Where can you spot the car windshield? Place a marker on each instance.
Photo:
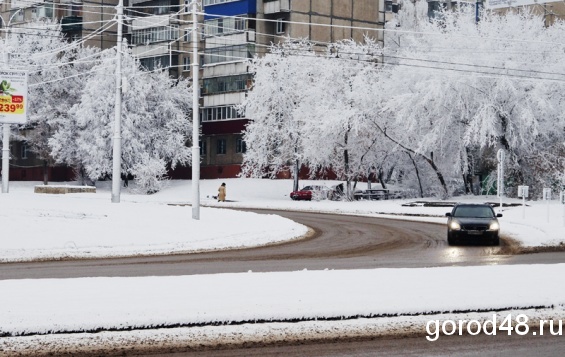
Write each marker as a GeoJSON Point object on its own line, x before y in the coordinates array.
{"type": "Point", "coordinates": [473, 211]}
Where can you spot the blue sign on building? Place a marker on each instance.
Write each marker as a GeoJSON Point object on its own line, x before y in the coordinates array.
{"type": "Point", "coordinates": [230, 8]}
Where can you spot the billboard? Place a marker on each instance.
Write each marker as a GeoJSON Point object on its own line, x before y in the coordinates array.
{"type": "Point", "coordinates": [13, 97]}
{"type": "Point", "coordinates": [501, 4]}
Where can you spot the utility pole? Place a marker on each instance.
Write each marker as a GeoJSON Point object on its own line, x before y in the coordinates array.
{"type": "Point", "coordinates": [6, 143]}
{"type": "Point", "coordinates": [195, 117]}
{"type": "Point", "coordinates": [117, 149]}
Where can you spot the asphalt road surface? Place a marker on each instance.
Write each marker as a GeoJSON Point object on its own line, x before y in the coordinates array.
{"type": "Point", "coordinates": [339, 242]}
{"type": "Point", "coordinates": [447, 346]}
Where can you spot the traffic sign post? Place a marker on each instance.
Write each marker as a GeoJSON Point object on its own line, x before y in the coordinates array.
{"type": "Point", "coordinates": [523, 192]}
{"type": "Point", "coordinates": [500, 155]}
{"type": "Point", "coordinates": [547, 198]}
{"type": "Point", "coordinates": [562, 200]}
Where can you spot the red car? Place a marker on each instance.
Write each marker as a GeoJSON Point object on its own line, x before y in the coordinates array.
{"type": "Point", "coordinates": [309, 192]}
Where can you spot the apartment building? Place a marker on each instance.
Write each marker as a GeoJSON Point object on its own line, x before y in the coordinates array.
{"type": "Point", "coordinates": [79, 18]}
{"type": "Point", "coordinates": [233, 31]}
{"type": "Point", "coordinates": [237, 30]}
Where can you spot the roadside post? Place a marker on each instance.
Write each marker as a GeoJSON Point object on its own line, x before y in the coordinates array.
{"type": "Point", "coordinates": [562, 200]}
{"type": "Point", "coordinates": [13, 110]}
{"type": "Point", "coordinates": [500, 155]}
{"type": "Point", "coordinates": [523, 192]}
{"type": "Point", "coordinates": [547, 198]}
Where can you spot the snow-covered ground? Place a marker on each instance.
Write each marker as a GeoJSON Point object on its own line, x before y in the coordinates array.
{"type": "Point", "coordinates": [42, 226]}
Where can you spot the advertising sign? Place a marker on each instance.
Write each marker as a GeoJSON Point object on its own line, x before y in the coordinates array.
{"type": "Point", "coordinates": [13, 97]}
{"type": "Point", "coordinates": [547, 194]}
{"type": "Point", "coordinates": [500, 4]}
{"type": "Point", "coordinates": [523, 191]}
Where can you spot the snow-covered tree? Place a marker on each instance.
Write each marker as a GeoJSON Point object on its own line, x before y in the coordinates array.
{"type": "Point", "coordinates": [337, 134]}
{"type": "Point", "coordinates": [54, 67]}
{"type": "Point", "coordinates": [155, 123]}
{"type": "Point", "coordinates": [456, 87]}
{"type": "Point", "coordinates": [273, 136]}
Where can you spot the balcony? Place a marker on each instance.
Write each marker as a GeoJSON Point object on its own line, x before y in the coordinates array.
{"type": "Point", "coordinates": [276, 6]}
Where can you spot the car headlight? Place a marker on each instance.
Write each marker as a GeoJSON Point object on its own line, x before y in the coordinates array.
{"type": "Point", "coordinates": [494, 226]}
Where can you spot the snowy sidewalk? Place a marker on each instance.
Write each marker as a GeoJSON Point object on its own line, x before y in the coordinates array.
{"type": "Point", "coordinates": [48, 306]}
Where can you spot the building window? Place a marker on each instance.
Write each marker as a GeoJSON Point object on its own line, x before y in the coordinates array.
{"type": "Point", "coordinates": [281, 26]}
{"type": "Point", "coordinates": [229, 53]}
{"type": "Point", "coordinates": [226, 84]}
{"type": "Point", "coordinates": [24, 151]}
{"type": "Point", "coordinates": [202, 144]}
{"type": "Point", "coordinates": [153, 63]}
{"type": "Point", "coordinates": [158, 7]}
{"type": "Point", "coordinates": [186, 64]}
{"type": "Point", "coordinates": [214, 2]}
{"type": "Point", "coordinates": [221, 147]}
{"type": "Point", "coordinates": [42, 11]}
{"type": "Point", "coordinates": [224, 25]}
{"type": "Point", "coordinates": [155, 34]}
{"type": "Point", "coordinates": [219, 113]}
{"type": "Point", "coordinates": [240, 146]}
{"type": "Point", "coordinates": [17, 15]}
{"type": "Point", "coordinates": [74, 9]}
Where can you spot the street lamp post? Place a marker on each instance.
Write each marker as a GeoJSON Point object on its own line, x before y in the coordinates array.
{"type": "Point", "coordinates": [195, 117]}
{"type": "Point", "coordinates": [117, 148]}
{"type": "Point", "coordinates": [6, 126]}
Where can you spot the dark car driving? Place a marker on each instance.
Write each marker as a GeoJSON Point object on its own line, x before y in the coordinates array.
{"type": "Point", "coordinates": [473, 223]}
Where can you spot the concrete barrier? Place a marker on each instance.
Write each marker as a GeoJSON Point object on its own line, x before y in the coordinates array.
{"type": "Point", "coordinates": [62, 189]}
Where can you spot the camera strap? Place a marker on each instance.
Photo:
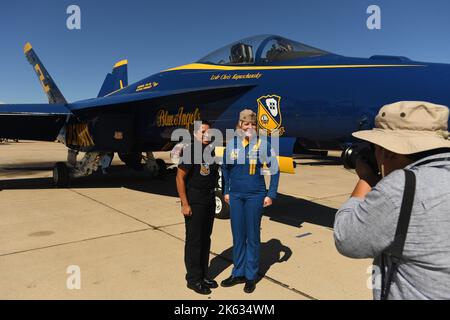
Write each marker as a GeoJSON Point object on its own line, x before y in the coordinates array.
{"type": "Point", "coordinates": [396, 249]}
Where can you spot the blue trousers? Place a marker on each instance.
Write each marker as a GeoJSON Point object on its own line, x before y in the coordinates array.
{"type": "Point", "coordinates": [245, 214]}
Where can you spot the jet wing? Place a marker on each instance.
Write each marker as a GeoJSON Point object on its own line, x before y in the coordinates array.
{"type": "Point", "coordinates": [40, 122]}
{"type": "Point", "coordinates": [121, 99]}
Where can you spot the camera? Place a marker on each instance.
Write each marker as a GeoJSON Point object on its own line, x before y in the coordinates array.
{"type": "Point", "coordinates": [362, 151]}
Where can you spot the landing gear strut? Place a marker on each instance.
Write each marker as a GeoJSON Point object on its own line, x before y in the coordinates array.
{"type": "Point", "coordinates": [61, 175]}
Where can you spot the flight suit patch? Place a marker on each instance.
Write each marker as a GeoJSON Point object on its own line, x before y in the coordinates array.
{"type": "Point", "coordinates": [204, 169]}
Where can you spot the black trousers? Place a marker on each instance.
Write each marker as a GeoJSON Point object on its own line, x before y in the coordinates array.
{"type": "Point", "coordinates": [198, 235]}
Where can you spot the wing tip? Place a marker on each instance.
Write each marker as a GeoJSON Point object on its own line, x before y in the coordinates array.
{"type": "Point", "coordinates": [27, 47]}
{"type": "Point", "coordinates": [121, 63]}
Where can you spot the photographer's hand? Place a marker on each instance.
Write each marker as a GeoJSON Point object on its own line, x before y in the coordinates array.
{"type": "Point", "coordinates": [367, 179]}
{"type": "Point", "coordinates": [366, 173]}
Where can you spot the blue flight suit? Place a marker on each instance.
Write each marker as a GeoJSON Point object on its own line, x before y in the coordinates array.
{"type": "Point", "coordinates": [243, 180]}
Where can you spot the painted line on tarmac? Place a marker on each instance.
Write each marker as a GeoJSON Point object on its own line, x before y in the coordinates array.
{"type": "Point", "coordinates": [76, 241]}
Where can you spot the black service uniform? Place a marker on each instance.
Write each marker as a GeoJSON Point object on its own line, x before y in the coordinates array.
{"type": "Point", "coordinates": [201, 181]}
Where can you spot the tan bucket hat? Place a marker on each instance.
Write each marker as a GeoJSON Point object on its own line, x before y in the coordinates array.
{"type": "Point", "coordinates": [408, 127]}
{"type": "Point", "coordinates": [247, 115]}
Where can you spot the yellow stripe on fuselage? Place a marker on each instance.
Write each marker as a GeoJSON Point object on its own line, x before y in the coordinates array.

^^^^^^^^

● Work to complete: Repeat exactly, and only, the lines from the line containing "Where can you spot the painted" through the last line of the records above, both included.

● Correct answer:
Where can you spot the painted line on tarmac? Place a marker on each instance.
Write each marker as a GeoJSON Point object on its own line, x before y in the coordinates array.
{"type": "Point", "coordinates": [76, 241]}
Where can you spot the black service uniform? Place a marker on each instance.
Write each marker as a GeoJSON Point object on its own line, x before y in the coordinates array.
{"type": "Point", "coordinates": [201, 181]}
Where can you spot the tan bucket hat? Place a marker on each instance.
Write each marker as a GeoJSON Point object on its own line, x before y in the coordinates array.
{"type": "Point", "coordinates": [408, 127]}
{"type": "Point", "coordinates": [247, 115]}
Where can you spot the yellow stripe on fuselage? Place a marker on each instance.
Write each marker as a GeoJSON Point object on its own line, x before y in the coordinates array.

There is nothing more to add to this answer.